WHAT YOU ARE ASKED TO DO:
Search the entries for lines that contain the word "hairy", and report each one found.

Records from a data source
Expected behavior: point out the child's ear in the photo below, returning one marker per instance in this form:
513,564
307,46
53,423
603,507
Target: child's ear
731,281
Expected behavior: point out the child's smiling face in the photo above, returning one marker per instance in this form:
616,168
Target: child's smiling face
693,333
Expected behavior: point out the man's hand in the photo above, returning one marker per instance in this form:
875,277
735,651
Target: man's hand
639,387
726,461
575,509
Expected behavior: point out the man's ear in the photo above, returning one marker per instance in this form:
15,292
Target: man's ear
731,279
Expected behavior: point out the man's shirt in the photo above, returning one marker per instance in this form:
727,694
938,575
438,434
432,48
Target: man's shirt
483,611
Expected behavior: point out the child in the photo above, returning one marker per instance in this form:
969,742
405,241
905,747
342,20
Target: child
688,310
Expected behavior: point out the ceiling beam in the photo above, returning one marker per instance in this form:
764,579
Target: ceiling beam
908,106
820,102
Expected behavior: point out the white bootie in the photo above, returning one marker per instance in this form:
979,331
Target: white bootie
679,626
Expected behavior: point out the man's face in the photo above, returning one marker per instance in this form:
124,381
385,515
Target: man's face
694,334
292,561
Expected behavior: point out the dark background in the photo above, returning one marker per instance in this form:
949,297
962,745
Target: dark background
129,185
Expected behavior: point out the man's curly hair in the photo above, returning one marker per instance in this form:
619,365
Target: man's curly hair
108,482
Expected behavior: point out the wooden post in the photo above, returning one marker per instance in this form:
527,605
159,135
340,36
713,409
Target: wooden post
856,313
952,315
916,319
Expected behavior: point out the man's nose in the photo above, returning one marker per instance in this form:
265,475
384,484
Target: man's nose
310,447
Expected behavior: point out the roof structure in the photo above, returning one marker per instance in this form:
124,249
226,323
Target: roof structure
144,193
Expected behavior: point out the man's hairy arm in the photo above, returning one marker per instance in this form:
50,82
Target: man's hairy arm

ANSWER AREA:
Expected behavior: point out the man's hairy arm in the photo above, returning one marker per instance in this form:
Target: man's hairy arm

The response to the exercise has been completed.